▶ **Page excerpt**
Diane Miller Sommerville. Rape and Race in the Nineteenth-Century South. Chapel Hill and London: University of North Carolina Press, 2004. xiii + 411 pp. $24.95 (paper), ISBN 978-0-8078-5560-7; $59.95 (cloth), ISBN 978-0-8078-2891-5.
Reviewed by Diane Mutti-Burke (Department of History, University of Missouri-Kansas City)
Published on H-SAWH (November, 2007)
Rape Myths on Trial
Diane Miller Sommerville's monograph is an ambitious history of rape and race relations in the antebellum and postbellum American South. Through an exploration of the actual legal cases of African American men accused of raping white women, Sommerville deconstructs a number of myths that both white southerners and historians have constructed about race, class, and sexuality. These myths include the absence of slave rapists during the antebellum years, the existence of the "black-beast-rapist," white solidarity when it came to cases of black on white crime, the pervasiveness of vigilante justice in most cases of accused African American rapists, and white southerners' long-standing fear of black male sexuality.
Sommerville opens Rape and Race in the Nineteenth-Century South with historian Ulrich B. Phillips's 1918 claim, in American Negro Slavery, that during the antebellum years slaves accused of raping white women received fair trials (p. 1). In recent years, historians have rejected Phillips's assertion in the face of the horror of twentieth-century southern lynchings. In the most compelling section of her book, Sommerville argues that Phillips's claims about the legitimacy of slave rape trials were sound even though his motivations were suspect.

▶ **Data section**
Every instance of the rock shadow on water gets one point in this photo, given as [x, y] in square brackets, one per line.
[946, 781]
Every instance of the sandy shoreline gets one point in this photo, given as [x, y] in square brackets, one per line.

▶ **Written task A**
Transcribe the book review word for word, beginning at the words "Rape Myths on" and stopping after "black male sexuality.".
▶ **Written task B**
Answer these questions from the book review:
(i) Who wrote the review?
(ii) In what year did Ulrich B. Phillips make the claim that opens Sommerville's book?
(iii) On what site was the review published?

▶ **Exercise output A**
Rape Myths on Trial
Diane Miller Sommerville's monograph is an ambitious history of rape and race relations in the antebellum and postbellum American South. Through an exploration of the actual legal cases of African American men accused of raping white women, Sommerville deconstructs a number of myths that both white southerners and historians have constructed about race, class, and sexuality. These myths include the absence of slave rapists during the antebellum years, the existence of the "black-beast-rapist," white solidarity when it came to cases of black on white crime, the pervasiveness of vigilante justice in most cases of accused African American rapists, and white southerners' long-standing fear of black male sexuality.

▶ **Exercise output B**
(i) Diane Mutti-Burke
(ii) 1918
(iii) H-SAWH